** Document extract follows **

The nature of Halloween costumes has evolved over the last thirty years. There is this whole movement to sexy everything as a costume. I seem to remember that costumes were actually really basic plastic hospital gowns with plastic masks held on by elastic bands. They were colored like popular characters from Sesame Street and things like that. Cookie Monster. Oscar the Grouch. Exciting stuff. What kid didn’t want to be Oscar the Grouch? Adults had Halloween parties and dressed like doctors and nurses, witches, or vampires. Meanwhile, I almost suffocated behind a mask as a three/four year old Oscar-the-Grouch. It was a thermoplastic shell with unreasonably sharp edges at the eye and mouth holes. Nothing like the photo below.
The outfit was educational and not because it was from Sesame Street. I did learn that sticking your tongue out of the face breathing hole is a trap much like the frozen flagpole dare in “Christmas Story”. I remember the sudden panic of my outstretched tongue being pinched and stuck through the front of my mask. I couldn’t tell anyone. All I could say is, “UUUUUHHHHH”. Oscar the Grouch sticking his tongue out isn’t actually very strange so my panic went unnoticed. Stupid plastic masks. I was at a daycare and at least 3 years old which means it had to be fairly traumatic to be saved as a memory. The class did a trick-or-treat at the college campus (daycare was for students with kids) and the only thing I remember putting in my goodie bag was a bunch of seed balls from Cypress trees. Sounds like a three year old thing to do doesn’t it.

** End of Document extract **
** Information supplied follows **

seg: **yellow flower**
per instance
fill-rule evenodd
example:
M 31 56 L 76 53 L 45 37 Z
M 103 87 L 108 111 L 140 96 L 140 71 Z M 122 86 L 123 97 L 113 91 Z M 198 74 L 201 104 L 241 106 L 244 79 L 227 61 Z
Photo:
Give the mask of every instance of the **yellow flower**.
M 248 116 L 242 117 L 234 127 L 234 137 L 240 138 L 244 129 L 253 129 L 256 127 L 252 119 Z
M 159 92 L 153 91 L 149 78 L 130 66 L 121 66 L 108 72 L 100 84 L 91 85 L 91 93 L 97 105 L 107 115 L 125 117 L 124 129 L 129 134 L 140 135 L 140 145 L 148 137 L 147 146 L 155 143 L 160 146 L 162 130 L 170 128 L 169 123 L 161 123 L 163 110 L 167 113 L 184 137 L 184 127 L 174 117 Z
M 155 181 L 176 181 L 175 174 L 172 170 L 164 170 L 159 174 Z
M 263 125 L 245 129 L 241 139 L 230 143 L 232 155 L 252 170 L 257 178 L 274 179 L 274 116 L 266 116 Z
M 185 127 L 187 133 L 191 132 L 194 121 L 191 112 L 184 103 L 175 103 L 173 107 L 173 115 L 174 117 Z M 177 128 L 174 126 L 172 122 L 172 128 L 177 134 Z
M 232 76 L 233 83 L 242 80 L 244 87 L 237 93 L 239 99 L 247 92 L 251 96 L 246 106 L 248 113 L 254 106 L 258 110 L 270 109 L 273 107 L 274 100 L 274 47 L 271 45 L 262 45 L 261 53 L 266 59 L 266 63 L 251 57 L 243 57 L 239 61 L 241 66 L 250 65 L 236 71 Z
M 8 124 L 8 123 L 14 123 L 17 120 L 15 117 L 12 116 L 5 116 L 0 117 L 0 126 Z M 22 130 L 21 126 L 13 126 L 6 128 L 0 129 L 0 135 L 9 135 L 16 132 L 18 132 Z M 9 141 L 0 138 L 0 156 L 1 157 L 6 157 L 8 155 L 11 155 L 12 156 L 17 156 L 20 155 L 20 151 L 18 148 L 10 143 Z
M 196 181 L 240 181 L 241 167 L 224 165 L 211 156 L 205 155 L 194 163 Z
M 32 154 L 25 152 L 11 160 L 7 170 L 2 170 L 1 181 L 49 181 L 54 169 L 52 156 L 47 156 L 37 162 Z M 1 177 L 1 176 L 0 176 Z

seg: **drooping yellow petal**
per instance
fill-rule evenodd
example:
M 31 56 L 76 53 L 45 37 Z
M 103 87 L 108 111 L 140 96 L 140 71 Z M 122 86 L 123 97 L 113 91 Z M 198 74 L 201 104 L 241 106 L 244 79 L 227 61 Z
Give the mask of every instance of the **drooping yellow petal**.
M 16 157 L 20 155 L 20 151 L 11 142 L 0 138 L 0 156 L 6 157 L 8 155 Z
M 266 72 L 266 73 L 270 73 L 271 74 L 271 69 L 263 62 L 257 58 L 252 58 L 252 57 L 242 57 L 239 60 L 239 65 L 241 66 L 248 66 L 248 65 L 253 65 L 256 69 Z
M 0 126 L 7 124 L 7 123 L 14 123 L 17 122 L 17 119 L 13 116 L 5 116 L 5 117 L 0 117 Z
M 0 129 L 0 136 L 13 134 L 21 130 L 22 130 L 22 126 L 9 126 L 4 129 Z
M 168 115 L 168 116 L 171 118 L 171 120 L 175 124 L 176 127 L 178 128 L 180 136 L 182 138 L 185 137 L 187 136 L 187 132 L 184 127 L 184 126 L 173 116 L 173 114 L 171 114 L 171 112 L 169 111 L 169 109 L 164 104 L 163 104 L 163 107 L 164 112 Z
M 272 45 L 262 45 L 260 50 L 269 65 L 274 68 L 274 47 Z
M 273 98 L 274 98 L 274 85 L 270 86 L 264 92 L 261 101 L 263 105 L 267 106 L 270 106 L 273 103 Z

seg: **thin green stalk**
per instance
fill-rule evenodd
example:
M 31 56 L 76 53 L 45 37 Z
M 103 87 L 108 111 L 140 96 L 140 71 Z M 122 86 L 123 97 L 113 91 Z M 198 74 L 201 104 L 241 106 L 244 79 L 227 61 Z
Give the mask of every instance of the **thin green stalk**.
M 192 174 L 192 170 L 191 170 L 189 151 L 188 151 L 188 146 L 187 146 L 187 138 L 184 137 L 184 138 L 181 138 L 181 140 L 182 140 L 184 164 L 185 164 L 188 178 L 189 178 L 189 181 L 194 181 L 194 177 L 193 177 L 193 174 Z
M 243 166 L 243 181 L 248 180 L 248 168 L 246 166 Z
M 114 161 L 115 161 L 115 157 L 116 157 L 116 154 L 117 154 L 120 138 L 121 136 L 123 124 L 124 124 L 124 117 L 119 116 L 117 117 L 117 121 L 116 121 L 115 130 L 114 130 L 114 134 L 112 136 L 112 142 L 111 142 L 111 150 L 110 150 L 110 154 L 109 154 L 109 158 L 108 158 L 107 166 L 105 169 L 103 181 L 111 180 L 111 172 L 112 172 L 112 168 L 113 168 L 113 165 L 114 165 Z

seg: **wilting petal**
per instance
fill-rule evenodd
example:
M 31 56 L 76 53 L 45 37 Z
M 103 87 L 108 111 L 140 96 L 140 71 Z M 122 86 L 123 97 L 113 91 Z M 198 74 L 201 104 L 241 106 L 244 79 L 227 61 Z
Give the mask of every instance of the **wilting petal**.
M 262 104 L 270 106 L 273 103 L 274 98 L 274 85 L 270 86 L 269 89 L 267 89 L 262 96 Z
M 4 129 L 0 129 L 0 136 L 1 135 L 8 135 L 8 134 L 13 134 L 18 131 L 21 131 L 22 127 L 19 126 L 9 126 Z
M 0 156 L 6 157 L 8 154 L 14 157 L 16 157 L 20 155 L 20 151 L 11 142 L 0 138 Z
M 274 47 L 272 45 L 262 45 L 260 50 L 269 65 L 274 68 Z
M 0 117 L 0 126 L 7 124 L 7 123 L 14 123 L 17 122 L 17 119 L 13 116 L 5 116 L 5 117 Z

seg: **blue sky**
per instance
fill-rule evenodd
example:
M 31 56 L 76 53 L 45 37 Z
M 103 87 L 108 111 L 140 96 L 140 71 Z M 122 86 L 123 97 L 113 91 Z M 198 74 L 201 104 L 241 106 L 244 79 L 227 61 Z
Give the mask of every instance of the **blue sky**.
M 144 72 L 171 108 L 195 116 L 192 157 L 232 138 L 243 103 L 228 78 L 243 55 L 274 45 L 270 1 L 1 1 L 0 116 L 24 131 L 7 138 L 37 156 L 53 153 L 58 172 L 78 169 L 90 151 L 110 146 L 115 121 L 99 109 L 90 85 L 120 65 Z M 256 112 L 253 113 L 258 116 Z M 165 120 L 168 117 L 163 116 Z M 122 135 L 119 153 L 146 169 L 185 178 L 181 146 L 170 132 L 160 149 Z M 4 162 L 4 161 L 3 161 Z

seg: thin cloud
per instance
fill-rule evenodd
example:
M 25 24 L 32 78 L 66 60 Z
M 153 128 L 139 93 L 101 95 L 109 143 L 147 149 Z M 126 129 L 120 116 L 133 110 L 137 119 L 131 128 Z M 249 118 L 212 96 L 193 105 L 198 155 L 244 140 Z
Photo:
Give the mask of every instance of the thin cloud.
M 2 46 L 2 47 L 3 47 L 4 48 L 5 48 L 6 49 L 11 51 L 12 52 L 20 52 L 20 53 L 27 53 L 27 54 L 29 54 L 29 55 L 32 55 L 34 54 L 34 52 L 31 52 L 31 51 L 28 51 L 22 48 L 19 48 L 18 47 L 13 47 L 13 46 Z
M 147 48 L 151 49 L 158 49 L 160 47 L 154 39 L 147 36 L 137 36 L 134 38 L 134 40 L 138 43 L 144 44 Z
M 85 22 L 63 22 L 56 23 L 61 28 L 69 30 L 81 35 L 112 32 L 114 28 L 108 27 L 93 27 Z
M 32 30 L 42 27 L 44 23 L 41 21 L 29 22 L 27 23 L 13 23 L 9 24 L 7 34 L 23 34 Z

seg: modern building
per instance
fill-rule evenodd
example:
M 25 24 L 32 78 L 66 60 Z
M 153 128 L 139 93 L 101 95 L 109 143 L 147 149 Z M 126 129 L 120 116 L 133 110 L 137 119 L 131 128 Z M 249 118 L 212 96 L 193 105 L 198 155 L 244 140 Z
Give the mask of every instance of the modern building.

** End of Information supplied **

• Using the information
(a) Answer these about the Halloween costume text, one line each:
(i) What was the mask of the narrator's Oscar the Grouch costume?
(ii) Who was the daycare for?
(iii) What is the only thing the narrator remembers putting in the goodie bag?
(b) Resume the Halloween costume text after its final sentence.

• Responses
(a)
(i) A thermoplastic shell with unreasonably sharp edges at the eye and mouth holes.
(ii) Students with kids.
(iii) A bunch of seed balls from Cypress trees.

(b)
In the following years I can only assume that my mother felt guilt or despair at having to purchase such simple and physically dangerous costumes. She decided to break out a sewing machine and some patterns to make some good old-fashioned costumes. I got a fully tailored Devil outfit that was slightly large on me but I was assured that I could wear it again next year. She was right, I wore it the next four years in a row. Good thing it came with a plastic pitchfork so I could distract myself by poking things.
My cousin joined us for Halloween that first year and he had an authentic football player costume. He played football and it was his actual gear so I don’t know the rules; Is that authentic or just not undressing after practice?
My sister was a ghost/modified bed sheet. Maybe the toil of the first costume put an end to my mother’s ambition. I can empathize because I tried to sew a button back onto some of my fat pants one day and even though the button was repaired the fabric was blood stained afterwards and I still threw them away. I can’t imagine trying to do an entire outfit. She even has all of her fingers. That woman is a saint.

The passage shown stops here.